▶ **TEXT EXTRACT**:
"""
I have a question for anyone who has a bolt-modded Model M.

I've been looking into it for a day or two, since I noticed my M has lost a bunch of rivets (12) but all the keys currently still work. I'm feeling like I should bolt-mod it. There's one thing someone said in passing that I would like to confirm.

Read this by jdcarpre: How I Learned to Love the IBM Model M Keyboard... Again! or Why Bolt Modding is a Valuable Service


== == == == ==

Does the bolt mod prevent the board from laying flat on the desk without the feet extended? I always use my keyboards flat, so that might somewhat ruin it for me.

The bolts go on the internals so it won't affect the way the keyboard sits on a desk.

== == == == ==

Also, approximately how much do the supplies and tools cost to do it?

For my bolt mod, I followed dorkvader's guide and the GH wiki (cached since it is down).
"""
▶ **WHAT IS EXPECTED**: From the Model M bolt-mod thread, copy the passage from "Read this by" up to and including "it is down)." word for word.

▶ **SUPPLIED MATERIAL**:
"""
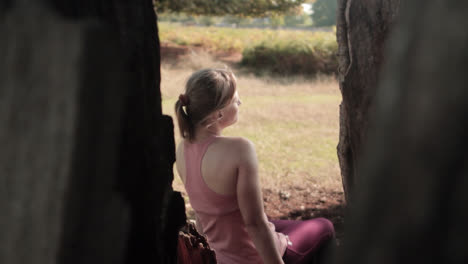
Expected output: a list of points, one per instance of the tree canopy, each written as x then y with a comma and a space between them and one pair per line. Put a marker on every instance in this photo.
228, 7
"""
▶ **WRITTEN RESPONSE**:
Read this by jdcarpre: How I Learned to Love the IBM Model M Keyboard... Again! or Why Bolt Modding is a Valuable Service


== == == == ==

Does the bolt mod prevent the board from laying flat on the desk without the feet extended? I always use my keyboards flat, so that might somewhat ruin it for me.

The bolts go on the internals so it won't affect the way the keyboard sits on a desk.

== == == == ==

Also, approximately how much do the supplies and tools cost to do it?

For my bolt mod, I followed dorkvader's guide and the GH wiki (cached since it is down).